In the concert review, restate the paragraph beginning "Much of the night's weight" as a short bulleted list that keeps its main facts.

*Provided passage*.

(begin)

In general, this performance succeeded most fully in the large-frame movements where all present were involved; the early Dixit Dominus and Laudate pueri impressed for the vivid power of the dozen female voices while the tenor thread in Lauda Jerusalem came over with a quietly resonant consistency, although the concluding doxology to this movement turned out to be the performance highlight for me, particularly striking for the precision of the off-beat entries during the last Amen pages.

The last time I heard this work, at the opening to the 2014 Organs of the Ballarat Goldfields Festival, conductor Gary Ekkel used soloists of some stature for the motet/concerto movements that interleave the psalms of these vespers.  O’Donnell followed his usual practice of giving all solo lines to his Gombert members; although the choir was slightly expanded in size for this occasion, as far as I could tell everyone took part in the choral movements.

Much of the night’s weight fell on tenor Tim van Nooten who expounded the solo Nigra sum, shared the Duo Seraphim with Vaughan McAlley (and, later, with Peter Campbell) and took on the main burden of Audi coelum.  His voice is hard to characterise: clean and carrying, not aggressive in attack, holding something of a countertenor’s detachment but without any stridency.  The only noticeable problem – and that appeared mainly in his early solos – was a running-out of breath, so that the endings of certain phrases verged on the dangerously tenuous.

Carol Veldhoven, one of the Gombert veterans, worked impressively with Katherine Lieschke in the Pulchra es motet, and with commendable security in the concluding Magnificat a 6 where the same pair made a fair fist of Monteverdi’s echo effects.  The bass soloist in the Laetatus sum psalm was competent and professional, but I couldn’t recognize him, even at close quarters.

(end)

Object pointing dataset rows
(begin)

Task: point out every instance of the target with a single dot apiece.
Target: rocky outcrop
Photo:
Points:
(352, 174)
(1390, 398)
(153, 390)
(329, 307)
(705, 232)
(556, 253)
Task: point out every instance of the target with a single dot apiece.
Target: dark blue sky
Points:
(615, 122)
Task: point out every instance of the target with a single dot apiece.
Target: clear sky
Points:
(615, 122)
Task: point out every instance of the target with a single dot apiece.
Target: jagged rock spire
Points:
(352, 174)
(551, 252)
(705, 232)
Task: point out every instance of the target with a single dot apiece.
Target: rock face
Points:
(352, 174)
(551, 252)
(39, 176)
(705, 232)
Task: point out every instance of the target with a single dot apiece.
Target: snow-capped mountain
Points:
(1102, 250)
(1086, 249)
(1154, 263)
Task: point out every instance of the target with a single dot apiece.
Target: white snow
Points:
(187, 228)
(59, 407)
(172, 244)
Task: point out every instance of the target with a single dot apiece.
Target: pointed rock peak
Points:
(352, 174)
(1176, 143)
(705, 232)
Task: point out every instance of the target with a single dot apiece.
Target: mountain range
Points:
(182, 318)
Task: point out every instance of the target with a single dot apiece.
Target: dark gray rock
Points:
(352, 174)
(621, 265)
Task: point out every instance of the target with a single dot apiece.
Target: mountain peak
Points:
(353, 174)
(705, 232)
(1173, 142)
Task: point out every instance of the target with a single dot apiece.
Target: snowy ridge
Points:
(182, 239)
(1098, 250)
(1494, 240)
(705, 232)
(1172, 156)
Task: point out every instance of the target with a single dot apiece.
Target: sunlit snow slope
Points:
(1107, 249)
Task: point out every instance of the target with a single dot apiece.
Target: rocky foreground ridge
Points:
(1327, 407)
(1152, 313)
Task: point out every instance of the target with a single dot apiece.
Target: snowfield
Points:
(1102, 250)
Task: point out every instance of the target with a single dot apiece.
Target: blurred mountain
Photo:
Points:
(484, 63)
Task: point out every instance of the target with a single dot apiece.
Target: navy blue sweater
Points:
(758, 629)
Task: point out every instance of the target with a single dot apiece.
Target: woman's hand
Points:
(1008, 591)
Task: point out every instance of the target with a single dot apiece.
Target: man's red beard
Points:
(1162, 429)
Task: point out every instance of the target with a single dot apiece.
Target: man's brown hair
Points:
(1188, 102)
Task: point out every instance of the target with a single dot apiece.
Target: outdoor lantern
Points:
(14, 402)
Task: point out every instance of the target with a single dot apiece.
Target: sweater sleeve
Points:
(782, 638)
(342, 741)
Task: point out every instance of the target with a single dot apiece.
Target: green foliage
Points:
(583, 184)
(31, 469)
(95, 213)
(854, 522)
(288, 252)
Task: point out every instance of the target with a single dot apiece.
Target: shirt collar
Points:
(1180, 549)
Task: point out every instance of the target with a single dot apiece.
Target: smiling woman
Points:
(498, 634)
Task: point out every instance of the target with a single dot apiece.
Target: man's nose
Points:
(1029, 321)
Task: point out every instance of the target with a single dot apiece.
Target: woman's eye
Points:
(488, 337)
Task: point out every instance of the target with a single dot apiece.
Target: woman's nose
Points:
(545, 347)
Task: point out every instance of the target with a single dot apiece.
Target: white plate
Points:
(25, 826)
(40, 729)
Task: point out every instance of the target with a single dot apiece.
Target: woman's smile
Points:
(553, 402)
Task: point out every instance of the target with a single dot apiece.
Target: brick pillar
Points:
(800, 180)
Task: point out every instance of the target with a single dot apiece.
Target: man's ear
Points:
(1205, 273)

(end)

*Written response*.
- Tenor Tim van Nooten carried much of the night's weight.
- He sang the solo Nigra sum, shared the Duo Seraphim with Vaughan McAlley and later with Peter Campbell, and took the main part in Audi coelum.
- His voice was clean and carrying, not aggressive in attack, with something of a countertenor's detachment but no stridency.
- His only noticeable problem, mainly in his early solos, was running out of breath, which left some phrase endings dangerously tenuous.